> [Prompt]: Each record should be given again exactly as it appears, with no image included.

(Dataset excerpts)
::::
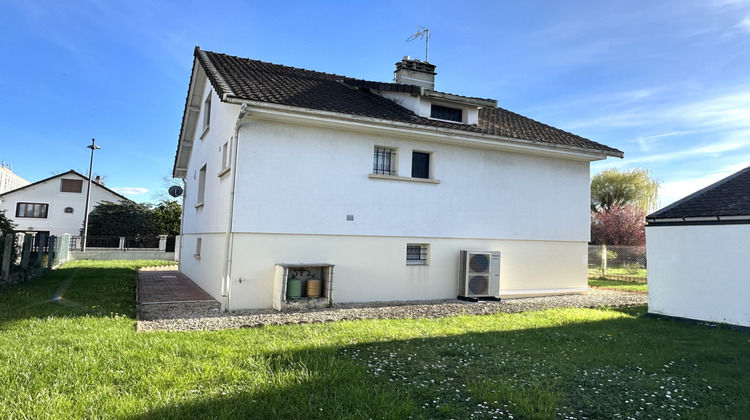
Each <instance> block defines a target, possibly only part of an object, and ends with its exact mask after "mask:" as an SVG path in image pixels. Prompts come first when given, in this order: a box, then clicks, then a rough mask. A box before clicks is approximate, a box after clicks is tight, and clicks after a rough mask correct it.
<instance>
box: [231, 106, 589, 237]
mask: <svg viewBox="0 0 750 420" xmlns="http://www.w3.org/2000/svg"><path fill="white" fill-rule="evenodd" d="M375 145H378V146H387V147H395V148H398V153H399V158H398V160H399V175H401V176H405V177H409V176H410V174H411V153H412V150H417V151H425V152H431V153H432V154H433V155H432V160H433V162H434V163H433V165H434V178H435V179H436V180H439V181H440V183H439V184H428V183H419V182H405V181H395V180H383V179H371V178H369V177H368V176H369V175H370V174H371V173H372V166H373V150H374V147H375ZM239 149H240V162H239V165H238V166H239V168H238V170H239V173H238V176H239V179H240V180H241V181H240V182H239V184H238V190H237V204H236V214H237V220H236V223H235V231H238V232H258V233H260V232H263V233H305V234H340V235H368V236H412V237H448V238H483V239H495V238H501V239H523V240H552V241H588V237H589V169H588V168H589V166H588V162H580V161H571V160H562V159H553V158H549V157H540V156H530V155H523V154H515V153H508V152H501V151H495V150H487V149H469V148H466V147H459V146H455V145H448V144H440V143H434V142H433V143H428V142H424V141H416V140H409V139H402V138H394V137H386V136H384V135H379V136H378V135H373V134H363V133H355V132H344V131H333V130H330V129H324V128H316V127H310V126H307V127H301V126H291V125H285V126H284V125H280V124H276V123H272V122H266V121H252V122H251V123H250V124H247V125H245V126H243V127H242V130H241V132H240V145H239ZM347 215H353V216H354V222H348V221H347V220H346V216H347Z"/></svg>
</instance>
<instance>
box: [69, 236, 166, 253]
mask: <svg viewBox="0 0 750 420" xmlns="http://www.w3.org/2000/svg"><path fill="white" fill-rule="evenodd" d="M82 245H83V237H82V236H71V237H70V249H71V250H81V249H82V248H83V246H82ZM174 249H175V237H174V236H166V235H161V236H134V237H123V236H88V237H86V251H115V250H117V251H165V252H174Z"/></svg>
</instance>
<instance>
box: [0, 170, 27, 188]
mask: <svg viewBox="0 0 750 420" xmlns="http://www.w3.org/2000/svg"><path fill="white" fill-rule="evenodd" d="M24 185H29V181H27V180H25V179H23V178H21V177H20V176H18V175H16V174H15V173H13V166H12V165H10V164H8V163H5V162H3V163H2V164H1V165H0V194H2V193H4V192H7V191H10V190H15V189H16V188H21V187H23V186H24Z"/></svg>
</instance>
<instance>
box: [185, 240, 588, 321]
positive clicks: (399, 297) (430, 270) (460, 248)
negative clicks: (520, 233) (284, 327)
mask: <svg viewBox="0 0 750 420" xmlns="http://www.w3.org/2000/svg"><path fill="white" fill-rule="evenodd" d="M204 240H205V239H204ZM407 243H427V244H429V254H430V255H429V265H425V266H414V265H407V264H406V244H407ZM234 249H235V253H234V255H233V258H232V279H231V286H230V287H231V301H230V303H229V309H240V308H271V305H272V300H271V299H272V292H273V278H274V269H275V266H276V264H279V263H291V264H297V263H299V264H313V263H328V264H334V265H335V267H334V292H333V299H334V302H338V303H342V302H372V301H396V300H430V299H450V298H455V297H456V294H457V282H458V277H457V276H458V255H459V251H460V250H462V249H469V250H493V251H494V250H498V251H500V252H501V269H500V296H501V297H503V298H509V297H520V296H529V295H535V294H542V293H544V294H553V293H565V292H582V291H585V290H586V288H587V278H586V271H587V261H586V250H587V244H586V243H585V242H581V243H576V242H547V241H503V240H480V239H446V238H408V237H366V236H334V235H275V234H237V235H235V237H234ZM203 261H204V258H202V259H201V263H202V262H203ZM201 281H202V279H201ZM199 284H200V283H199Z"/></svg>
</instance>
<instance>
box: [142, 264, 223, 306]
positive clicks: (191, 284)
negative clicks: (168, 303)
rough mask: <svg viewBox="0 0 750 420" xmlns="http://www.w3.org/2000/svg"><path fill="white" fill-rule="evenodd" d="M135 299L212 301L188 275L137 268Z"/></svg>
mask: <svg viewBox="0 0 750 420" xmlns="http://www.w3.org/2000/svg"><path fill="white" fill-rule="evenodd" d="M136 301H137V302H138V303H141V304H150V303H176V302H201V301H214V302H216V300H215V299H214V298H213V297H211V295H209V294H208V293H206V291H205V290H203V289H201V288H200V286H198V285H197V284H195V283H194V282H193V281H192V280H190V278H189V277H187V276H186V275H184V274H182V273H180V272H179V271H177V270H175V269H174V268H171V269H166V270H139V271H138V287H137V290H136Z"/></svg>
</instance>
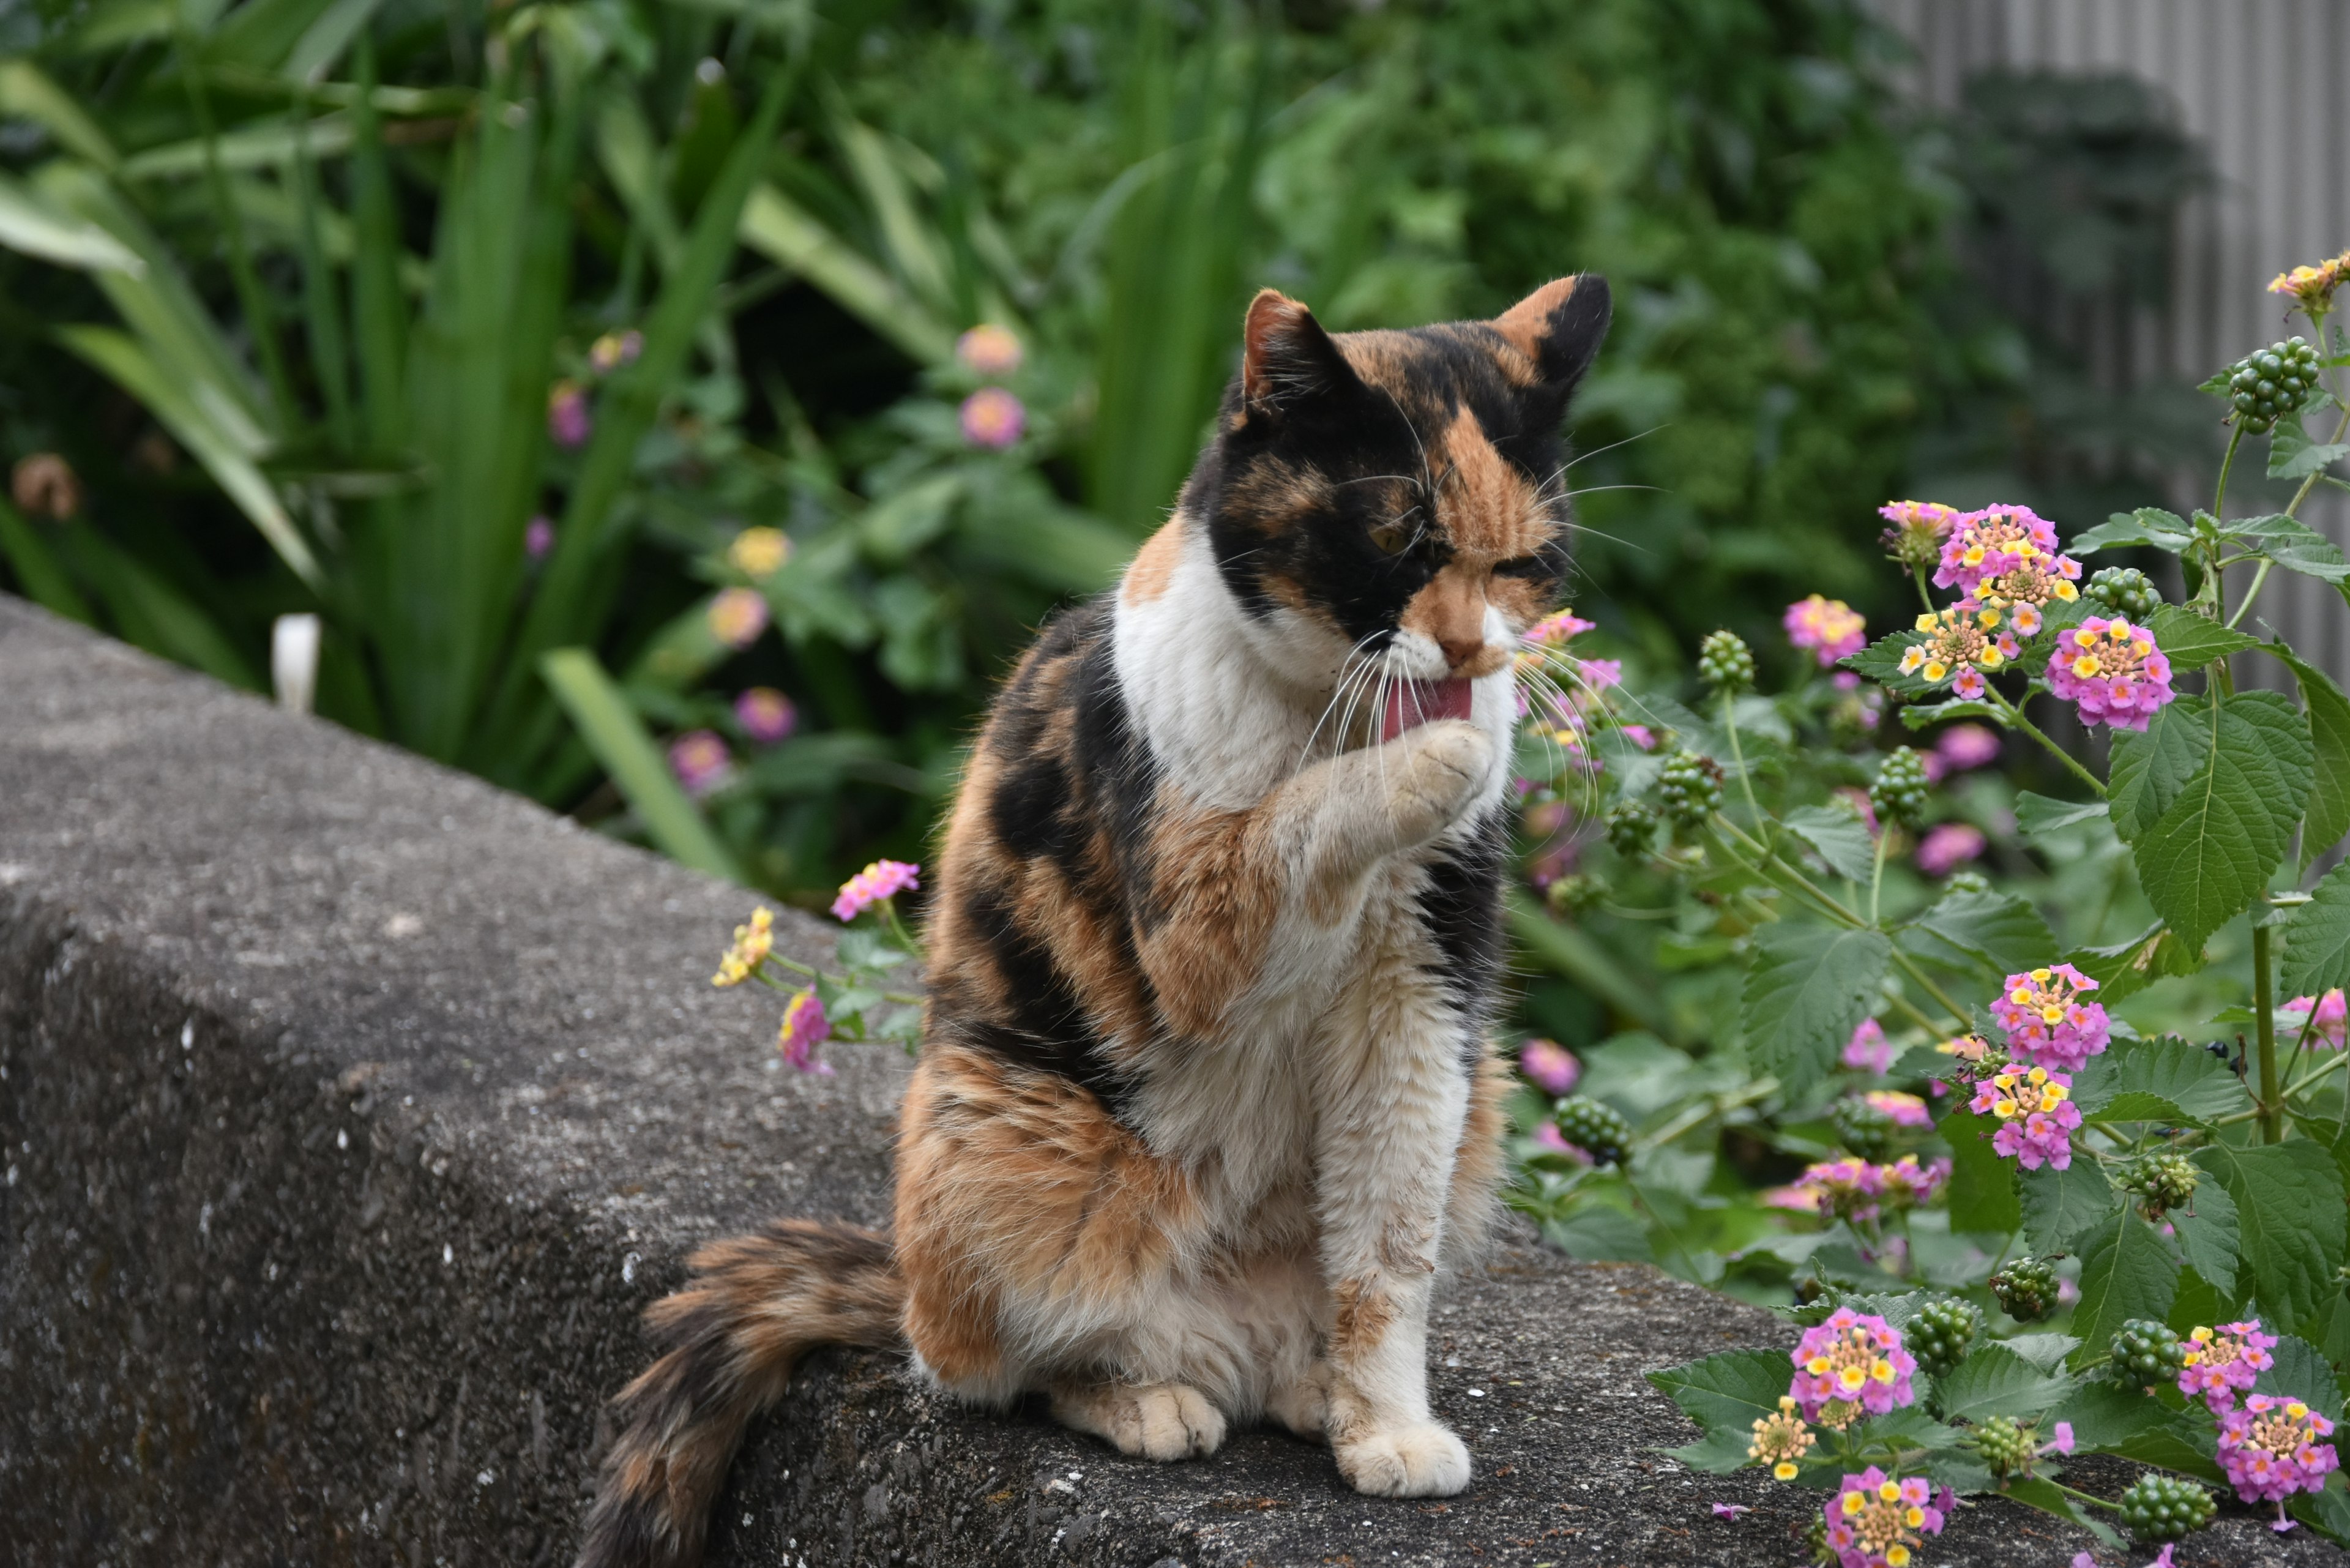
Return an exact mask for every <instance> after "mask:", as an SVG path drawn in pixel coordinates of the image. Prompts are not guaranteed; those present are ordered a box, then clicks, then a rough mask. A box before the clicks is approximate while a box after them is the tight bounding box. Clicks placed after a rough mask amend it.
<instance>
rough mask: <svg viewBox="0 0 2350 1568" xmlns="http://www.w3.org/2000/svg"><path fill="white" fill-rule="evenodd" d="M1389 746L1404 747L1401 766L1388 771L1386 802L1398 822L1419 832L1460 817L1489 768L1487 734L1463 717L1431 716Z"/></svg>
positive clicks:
::::
> [Exercise response]:
Each <instance> block defines a target, possibly only part of an object, and ends with its exact mask after "mask:" as an SVG path in image pixels. Prompts come first when given, in this order: a box, then clicks, then a rough mask. A box before clicks is approximate, a box after clicks is tight, and clicks after a rough mask correct it.
<instance>
box: [231, 106, 589, 237]
mask: <svg viewBox="0 0 750 420" xmlns="http://www.w3.org/2000/svg"><path fill="white" fill-rule="evenodd" d="M375 145H378V146H387V147H395V148H398V153H399V158H398V160H399V175H401V176H405V177H409V176H410V174H411V153H412V150H417V151H425V152H431V153H432V154H433V155H432V160H433V162H434V163H433V165H434V178H435V179H436V180H439V181H440V183H439V184H428V183H419V182H405V181H395V180H383V179H371V178H369V177H368V176H369V175H370V174H371V173H372V166H373V150H374V147H375ZM239 149H240V162H239V165H238V166H239V168H238V170H239V173H238V176H239V179H240V180H241V181H240V182H239V184H238V190H237V204H236V214H237V220H236V223H235V231H238V232H258V233H260V232H263V233H305V234H340V235H368V236H412V237H448V238H483V239H495V238H501V239H523V240H552V241H588V237H589V169H588V168H589V166H588V162H580V161H571V160H562V159H553V158H549V157H540V156H530V155H523V154H515V153H508V152H501V151H495V150H487V149H469V148H466V147H459V146H455V145H448V144H440V143H434V142H433V143H428V142H424V141H416V140H409V139H402V138H394V137H386V136H384V135H379V136H378V135H373V134H363V133H355V132H344V131H333V130H330V129H324V128H316V127H310V126H307V127H301V126H291V125H285V126H284V125H280V124H276V123H272V122H266V121H252V122H251V123H250V124H247V125H245V126H243V127H242V130H241V132H240V145H239ZM347 215H353V216H354V222H348V221H347V220H346V216H347Z"/></svg>
</instance>
<instance>
box: [69, 236, 166, 253]
mask: <svg viewBox="0 0 750 420" xmlns="http://www.w3.org/2000/svg"><path fill="white" fill-rule="evenodd" d="M82 245H83V237H82V236H71V237H70V249H71V250H81V249H82V248H83V246H82ZM174 249H175V237H174V236H166V235H161V236H134V237H123V236H88V237H86V251H115V250H117V251H165V252H174Z"/></svg>
</instance>
<instance>
box: [0, 170, 27, 188]
mask: <svg viewBox="0 0 750 420" xmlns="http://www.w3.org/2000/svg"><path fill="white" fill-rule="evenodd" d="M24 185H29V181H27V180H25V179H23V178H21V177H20V176H18V175H16V174H15V173H13V166H12V165H10V164H8V163H5V162H3V163H2V164H1V165H0V194H2V193H4V192H7V191H10V190H15V189H16V188H21V187H23V186H24Z"/></svg>
</instance>
<instance>
box: [185, 240, 588, 321]
positive clicks: (399, 297) (430, 270) (460, 248)
negative clicks: (520, 233) (284, 327)
mask: <svg viewBox="0 0 750 420" xmlns="http://www.w3.org/2000/svg"><path fill="white" fill-rule="evenodd" d="M204 240H205V239H204ZM407 243H427V244H429V254H430V255H429V265H425V266H414V265H407V264H406V244H407ZM234 249H235V253H234V255H233V258H232V279H231V286H230V287H231V301H230V303H229V309H240V308H271V305H272V300H271V299H272V292H273V278H274V269H275V266H276V264H279V263H291V264H297V263H299V264H313V263H328V264H334V265H335V267H334V292H333V299H334V302H338V303H342V302H372V301H396V300H430V299H450V298H455V297H456V294H457V282H458V277H457V276H458V255H459V251H460V250H462V249H469V250H493V251H494V250H498V251H500V252H501V269H500V296H501V297H503V298H509V297H520V296H529V295H535V294H542V293H544V294H553V293H565V292H582V291H585V290H586V288H587V278H586V271H587V261H586V250H587V244H586V243H585V242H581V243H576V242H547V241H503V240H480V239H446V238H408V237H366V236H334V235H275V234H237V235H235V237H234ZM203 261H204V258H202V259H201V263H202V262H203ZM201 281H202V279H201ZM199 284H200V283H199Z"/></svg>
</instance>
<instance>
box: [142, 264, 223, 306]
positive clicks: (191, 284)
negative clicks: (168, 303)
rough mask: <svg viewBox="0 0 750 420" xmlns="http://www.w3.org/2000/svg"><path fill="white" fill-rule="evenodd" d="M135 299L212 301L188 275L137 268Z"/></svg>
mask: <svg viewBox="0 0 750 420" xmlns="http://www.w3.org/2000/svg"><path fill="white" fill-rule="evenodd" d="M136 301H137V302H138V303H141V304H150V303H176V302H201V301H214V302H216V300H215V299H214V298H213V297H211V295H209V294H208V293H206V291H205V290H203V289H201V288H200V286H198V285H197V284H195V283H194V282H193V281H192V280H190V278H189V277H187V276H186V275H184V274H182V273H180V272H179V271H177V270H175V269H174V268H171V269H166V270H139V271H138V287H137V290H136Z"/></svg>
</instance>
Return an exact mask for every <instance> after "mask:", as an SVG path drawn in pixel coordinates of the image. Prompts are not guaranteed; those present are ordered a box, then clicks, then a rough mask. A box before the clicks is approximate while a box after them is the tight bounding box. Clicks placed after a rough mask amend it.
<instance>
rough mask: <svg viewBox="0 0 2350 1568" xmlns="http://www.w3.org/2000/svg"><path fill="white" fill-rule="evenodd" d="M1389 746L1404 747L1401 766L1388 771L1386 802L1398 822L1419 832L1460 817L1489 768L1487 734L1463 717L1431 716Z"/></svg>
positive clicks:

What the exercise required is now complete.